# DOKUMEN
· · · · ·
Menteri Luar Negeri Retno Marsudi dalam jumpa pers, Senin (24/4) menjelaskan warga negara Indonesia yang dievakuasi itu hari ini tiba di Kota Pelabuhan Sudan untuk diseberangkan dengan kapal feri ke Jeddah, Arab Saudi.
"Alhamdulillah, pada pukul 01:00 dini hari waktu (setempat) 538 WNI telah tiba dengan selamat di Kota Port Sudan. Mereka terdiri dari perempuan (273), laki-laki (240), dan balita (25 orang)," kata Retno.
Mereka, menurut Retno, sebagian besar adalah mahasiswa, pekerja migran, karyawan perusahaan Indofood, serta staf Kedutaan Besar Republik Indonesia (KBRI) di Ibu Kota Khartum dan keluarga mereka.
Proses evakuasi tahap pertama ini dipimpin oleh Duta Besar Indonesia untuk Sudan Soenarko. Ke-538 WNI tersebut diangkut menggunakan delapan bus dan satu minibus KBRI.
Mereka berangkat dari Khartum menuju Pelabuhan Sudan kemarin pukul 08.00. Waktu tempuh perjalanan darat sejauh 830 kilometer itu sekitar 15 jam. Sepanjang perjalanan, rombongan 538 warga Indonesia yang dievakuasi tersebut menemui sekitar 15 pos pemeriksaan.
"Rencana awal, seluruh WNI akan dievakuasi dengan memanfaatkan gencatan senjata yang ada. Namun karena adanya pembatasan bahan bakar untuk bus yang mengangkut para WNI, maka evakuasi tidak dapat dilakukan dalam satu tahap," ujar Retno.
Dalam catatan KBRI Khartoum, orang Indonesia yang menetap di Sudan sebanyak 1.209. Dari jumlah itu, menurut Ketua Ikatan Mahasiswa Indonesia di Sudan Abduh, pelajar dan mahasiswa sebanyak 785.
Pada evakuasi tahap kedua, lanjut Retno, akan terdapat 289 warga Indonesia, sebagian besar mahasiswa dan lima pekerja perusahaan. Dia mengimbau agar setiap warga Indonesia yang masih berada di Sudan dan belum melapor diri agar segera melaporkan keberadaannya ke KBRI Khartoum supaya mereka dapat dievakuasi pada tahap kedua.
Menlu Retno memohon doa kepada seluruh rakyat Indonesia agar evakuasi tahap selanjutnya dapat dilakukan dengan selamat. Dia menegaskan situasi di Sudan sangat “cair dan dinamis.”
Menurutnya, proses evakuasi warga Indonesia dari Sudan tidak mudah karena perang masih berlangsung. Keselamatan warga Indonesia, tambahnya, tetap prioritas nomor satu.
Retno mengaku terus memantau proses evakuasi warga Indonesia di Sudan dari jam ke jam, serta melaporkan perkembangannya kepada Presiden Joko Widodo.
· · · · ·
# BARIS
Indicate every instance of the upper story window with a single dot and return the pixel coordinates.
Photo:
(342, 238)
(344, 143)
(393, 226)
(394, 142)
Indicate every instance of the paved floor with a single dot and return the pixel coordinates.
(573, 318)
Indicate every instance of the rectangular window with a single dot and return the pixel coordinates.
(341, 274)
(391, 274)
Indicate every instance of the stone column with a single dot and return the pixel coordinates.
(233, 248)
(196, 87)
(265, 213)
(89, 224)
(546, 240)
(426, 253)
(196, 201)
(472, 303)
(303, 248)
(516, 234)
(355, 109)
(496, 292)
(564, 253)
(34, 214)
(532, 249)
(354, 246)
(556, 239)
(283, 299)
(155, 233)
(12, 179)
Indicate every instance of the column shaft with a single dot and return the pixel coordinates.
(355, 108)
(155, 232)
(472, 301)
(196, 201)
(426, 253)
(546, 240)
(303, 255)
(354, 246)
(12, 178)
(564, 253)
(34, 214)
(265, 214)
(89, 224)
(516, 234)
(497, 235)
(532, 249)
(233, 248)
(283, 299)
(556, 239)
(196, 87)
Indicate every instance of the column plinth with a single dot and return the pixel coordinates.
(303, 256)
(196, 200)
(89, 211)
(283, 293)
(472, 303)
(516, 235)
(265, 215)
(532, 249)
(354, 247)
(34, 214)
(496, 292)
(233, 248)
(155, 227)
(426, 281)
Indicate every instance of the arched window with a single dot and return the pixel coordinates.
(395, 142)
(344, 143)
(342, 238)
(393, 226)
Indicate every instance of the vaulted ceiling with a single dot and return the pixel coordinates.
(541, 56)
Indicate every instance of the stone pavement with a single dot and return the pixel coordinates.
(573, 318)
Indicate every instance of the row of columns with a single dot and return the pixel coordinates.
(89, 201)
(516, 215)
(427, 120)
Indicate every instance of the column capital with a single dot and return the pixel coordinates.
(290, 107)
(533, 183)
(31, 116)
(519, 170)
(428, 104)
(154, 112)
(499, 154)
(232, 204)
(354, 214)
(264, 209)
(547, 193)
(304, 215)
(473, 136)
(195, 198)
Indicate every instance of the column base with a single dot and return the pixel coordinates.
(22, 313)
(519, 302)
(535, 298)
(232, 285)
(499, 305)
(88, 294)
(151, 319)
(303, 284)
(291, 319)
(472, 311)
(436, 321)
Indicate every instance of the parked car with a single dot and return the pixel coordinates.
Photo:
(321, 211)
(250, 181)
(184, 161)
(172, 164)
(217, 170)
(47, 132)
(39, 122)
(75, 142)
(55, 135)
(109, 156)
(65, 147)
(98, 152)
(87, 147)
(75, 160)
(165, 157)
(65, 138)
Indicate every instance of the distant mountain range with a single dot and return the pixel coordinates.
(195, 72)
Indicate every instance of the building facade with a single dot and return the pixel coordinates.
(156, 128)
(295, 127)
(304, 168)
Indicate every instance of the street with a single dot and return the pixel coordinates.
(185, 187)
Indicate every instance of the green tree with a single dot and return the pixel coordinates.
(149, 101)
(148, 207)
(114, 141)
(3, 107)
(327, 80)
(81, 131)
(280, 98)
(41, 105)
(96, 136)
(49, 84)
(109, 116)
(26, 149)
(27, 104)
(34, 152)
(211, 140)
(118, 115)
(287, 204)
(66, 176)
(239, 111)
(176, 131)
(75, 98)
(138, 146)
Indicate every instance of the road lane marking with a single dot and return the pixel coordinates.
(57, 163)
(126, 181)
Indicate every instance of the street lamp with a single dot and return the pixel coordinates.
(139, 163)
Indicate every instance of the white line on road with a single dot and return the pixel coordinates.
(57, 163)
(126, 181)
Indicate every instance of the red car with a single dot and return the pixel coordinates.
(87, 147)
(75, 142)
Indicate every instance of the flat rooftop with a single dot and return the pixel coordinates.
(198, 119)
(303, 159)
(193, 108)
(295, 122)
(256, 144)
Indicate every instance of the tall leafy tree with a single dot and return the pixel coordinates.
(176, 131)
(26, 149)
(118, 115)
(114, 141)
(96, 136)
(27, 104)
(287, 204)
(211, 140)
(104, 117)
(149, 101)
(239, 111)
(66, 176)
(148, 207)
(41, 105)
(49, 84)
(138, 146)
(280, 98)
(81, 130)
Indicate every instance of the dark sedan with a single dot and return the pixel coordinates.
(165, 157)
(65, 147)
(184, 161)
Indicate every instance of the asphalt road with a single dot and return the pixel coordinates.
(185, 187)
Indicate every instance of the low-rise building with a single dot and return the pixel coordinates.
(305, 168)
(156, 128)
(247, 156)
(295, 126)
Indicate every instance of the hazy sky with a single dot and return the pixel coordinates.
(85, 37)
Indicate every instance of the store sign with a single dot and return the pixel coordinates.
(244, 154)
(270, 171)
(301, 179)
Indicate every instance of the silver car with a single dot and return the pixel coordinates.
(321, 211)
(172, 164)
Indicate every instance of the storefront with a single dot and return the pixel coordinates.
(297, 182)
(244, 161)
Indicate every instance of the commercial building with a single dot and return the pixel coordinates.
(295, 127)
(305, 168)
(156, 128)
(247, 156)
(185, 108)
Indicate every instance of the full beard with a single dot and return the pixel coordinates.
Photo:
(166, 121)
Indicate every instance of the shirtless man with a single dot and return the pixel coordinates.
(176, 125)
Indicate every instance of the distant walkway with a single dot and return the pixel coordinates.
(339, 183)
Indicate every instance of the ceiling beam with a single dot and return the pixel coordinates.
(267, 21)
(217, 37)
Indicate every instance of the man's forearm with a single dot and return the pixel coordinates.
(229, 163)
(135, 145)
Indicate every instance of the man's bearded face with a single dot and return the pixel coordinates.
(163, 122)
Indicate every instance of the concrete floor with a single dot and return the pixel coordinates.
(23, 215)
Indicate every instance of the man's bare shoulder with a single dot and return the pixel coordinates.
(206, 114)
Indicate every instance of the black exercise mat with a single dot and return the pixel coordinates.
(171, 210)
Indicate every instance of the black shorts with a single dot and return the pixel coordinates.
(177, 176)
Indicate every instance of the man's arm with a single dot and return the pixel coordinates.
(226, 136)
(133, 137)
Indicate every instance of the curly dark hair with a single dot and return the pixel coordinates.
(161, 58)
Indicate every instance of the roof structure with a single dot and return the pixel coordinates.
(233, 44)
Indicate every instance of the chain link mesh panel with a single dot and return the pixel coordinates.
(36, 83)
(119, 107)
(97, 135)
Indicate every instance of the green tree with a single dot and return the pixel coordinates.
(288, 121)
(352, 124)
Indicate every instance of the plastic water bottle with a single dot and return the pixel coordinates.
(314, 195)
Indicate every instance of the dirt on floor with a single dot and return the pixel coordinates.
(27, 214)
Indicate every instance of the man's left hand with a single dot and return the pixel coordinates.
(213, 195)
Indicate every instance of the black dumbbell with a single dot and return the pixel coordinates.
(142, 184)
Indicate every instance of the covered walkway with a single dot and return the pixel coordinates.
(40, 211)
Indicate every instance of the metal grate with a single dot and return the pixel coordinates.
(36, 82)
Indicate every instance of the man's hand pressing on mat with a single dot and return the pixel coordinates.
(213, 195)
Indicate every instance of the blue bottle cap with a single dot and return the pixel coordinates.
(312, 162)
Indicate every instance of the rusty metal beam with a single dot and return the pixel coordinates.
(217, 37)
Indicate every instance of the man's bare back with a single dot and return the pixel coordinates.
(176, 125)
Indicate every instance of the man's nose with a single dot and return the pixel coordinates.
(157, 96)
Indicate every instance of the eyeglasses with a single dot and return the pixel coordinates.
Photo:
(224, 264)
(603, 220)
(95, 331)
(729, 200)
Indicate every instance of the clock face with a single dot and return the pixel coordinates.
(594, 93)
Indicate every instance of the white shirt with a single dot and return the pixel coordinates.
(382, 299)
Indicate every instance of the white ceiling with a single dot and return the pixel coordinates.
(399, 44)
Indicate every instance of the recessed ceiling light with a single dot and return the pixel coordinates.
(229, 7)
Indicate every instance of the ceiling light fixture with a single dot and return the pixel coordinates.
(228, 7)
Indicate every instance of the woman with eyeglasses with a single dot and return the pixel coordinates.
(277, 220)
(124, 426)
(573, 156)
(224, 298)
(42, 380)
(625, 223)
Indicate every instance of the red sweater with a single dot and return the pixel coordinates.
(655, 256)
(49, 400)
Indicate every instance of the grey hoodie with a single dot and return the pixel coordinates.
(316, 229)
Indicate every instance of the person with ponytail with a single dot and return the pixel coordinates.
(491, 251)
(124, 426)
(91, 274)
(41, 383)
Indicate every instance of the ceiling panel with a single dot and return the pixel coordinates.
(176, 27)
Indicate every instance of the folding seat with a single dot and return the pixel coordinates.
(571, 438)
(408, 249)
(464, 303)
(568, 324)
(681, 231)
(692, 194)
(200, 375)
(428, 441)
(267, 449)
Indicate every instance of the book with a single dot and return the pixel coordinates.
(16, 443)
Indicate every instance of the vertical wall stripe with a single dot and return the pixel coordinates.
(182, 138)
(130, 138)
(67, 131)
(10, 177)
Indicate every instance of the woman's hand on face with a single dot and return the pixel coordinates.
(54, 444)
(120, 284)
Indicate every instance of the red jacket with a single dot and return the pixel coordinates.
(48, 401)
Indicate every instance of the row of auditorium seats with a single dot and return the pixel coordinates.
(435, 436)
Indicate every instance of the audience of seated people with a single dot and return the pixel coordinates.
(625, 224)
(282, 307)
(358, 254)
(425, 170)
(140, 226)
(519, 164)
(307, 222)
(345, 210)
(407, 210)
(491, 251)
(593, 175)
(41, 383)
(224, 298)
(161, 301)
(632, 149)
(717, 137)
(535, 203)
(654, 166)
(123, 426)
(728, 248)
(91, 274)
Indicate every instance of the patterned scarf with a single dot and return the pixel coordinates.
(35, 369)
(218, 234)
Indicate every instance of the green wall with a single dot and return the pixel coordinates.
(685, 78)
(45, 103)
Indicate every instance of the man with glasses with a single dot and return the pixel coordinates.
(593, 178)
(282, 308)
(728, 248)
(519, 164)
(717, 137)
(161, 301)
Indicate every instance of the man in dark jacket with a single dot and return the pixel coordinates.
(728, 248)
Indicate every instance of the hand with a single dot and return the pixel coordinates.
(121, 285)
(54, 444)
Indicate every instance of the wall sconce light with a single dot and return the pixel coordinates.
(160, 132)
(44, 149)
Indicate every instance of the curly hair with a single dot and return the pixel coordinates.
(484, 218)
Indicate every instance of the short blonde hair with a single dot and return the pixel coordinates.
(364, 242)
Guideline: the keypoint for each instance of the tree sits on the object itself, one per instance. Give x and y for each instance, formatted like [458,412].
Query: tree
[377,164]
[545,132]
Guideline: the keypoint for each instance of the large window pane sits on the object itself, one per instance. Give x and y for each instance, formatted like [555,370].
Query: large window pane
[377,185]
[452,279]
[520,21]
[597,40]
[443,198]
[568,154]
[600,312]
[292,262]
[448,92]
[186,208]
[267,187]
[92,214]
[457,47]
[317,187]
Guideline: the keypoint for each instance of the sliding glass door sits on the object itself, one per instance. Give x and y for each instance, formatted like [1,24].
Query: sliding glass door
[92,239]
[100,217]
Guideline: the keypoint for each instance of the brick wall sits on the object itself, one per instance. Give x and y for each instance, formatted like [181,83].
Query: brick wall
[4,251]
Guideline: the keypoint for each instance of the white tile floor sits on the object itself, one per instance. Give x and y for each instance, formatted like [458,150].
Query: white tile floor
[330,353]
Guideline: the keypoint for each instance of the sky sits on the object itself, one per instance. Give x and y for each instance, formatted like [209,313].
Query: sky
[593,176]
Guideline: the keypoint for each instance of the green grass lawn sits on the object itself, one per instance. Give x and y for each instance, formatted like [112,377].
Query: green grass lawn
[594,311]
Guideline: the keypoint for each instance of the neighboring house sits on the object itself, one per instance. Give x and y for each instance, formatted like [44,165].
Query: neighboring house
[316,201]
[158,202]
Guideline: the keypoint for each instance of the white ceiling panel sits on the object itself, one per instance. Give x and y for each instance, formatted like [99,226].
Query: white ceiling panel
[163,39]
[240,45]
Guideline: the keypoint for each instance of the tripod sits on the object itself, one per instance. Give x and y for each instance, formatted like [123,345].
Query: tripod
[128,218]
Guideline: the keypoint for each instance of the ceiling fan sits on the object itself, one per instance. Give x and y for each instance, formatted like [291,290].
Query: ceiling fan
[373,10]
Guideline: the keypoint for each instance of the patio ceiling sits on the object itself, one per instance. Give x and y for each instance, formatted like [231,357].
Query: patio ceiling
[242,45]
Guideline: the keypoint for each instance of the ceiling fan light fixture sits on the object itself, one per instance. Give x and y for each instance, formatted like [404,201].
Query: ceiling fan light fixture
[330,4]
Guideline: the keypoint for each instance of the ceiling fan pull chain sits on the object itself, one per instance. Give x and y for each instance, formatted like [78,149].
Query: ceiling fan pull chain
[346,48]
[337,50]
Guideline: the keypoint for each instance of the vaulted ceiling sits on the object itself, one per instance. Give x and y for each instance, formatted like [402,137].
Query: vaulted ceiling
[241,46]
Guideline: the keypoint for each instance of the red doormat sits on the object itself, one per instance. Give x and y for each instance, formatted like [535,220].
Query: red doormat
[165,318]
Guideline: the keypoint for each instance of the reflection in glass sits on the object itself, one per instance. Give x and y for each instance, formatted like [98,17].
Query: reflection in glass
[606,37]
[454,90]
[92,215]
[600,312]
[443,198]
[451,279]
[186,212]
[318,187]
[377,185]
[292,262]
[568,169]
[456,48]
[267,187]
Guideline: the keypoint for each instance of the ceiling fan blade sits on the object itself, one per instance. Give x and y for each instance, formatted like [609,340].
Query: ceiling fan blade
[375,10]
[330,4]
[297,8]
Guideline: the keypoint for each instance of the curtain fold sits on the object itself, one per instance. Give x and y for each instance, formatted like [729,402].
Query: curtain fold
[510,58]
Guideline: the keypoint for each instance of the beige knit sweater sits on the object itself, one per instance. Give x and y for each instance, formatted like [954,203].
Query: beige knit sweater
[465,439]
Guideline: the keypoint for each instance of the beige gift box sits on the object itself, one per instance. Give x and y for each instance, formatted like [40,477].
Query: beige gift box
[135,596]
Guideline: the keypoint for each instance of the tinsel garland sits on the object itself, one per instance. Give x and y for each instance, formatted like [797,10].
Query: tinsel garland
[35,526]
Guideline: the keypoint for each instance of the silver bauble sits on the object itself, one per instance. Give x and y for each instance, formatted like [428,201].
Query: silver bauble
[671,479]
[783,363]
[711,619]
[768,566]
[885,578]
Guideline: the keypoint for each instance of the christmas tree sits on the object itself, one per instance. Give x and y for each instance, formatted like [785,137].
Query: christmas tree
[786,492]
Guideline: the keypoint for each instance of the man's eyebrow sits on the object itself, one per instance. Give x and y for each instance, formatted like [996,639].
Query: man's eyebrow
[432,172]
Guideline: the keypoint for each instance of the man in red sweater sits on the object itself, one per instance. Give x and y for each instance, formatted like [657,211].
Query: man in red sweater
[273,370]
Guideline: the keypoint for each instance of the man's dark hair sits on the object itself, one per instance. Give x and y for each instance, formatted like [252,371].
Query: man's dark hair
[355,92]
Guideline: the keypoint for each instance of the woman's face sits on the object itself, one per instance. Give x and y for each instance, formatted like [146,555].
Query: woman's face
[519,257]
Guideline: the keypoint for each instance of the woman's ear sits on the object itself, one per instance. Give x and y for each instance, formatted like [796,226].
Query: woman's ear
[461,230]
· · · · ·
# RINCIAN SOAL
Ketik ulang bagian artikel tentang evakuasi WNI dari Sudan di antara "Mereka, menurut Retno, sebagian" dan "dan keluarga mereka.", termasuk kedua bagian itu. Baris-baris di atas tidak perlu dipakai.

# HASIL LATIHAN
Mereka, menurut Retno, sebagian besar adalah mahasiswa, pekerja migran, karyawan perusahaan Indofood, serta staf Kedutaan Besar Republik Indonesia (KBRI) di Ibu Kota Khartum dan keluarga mereka.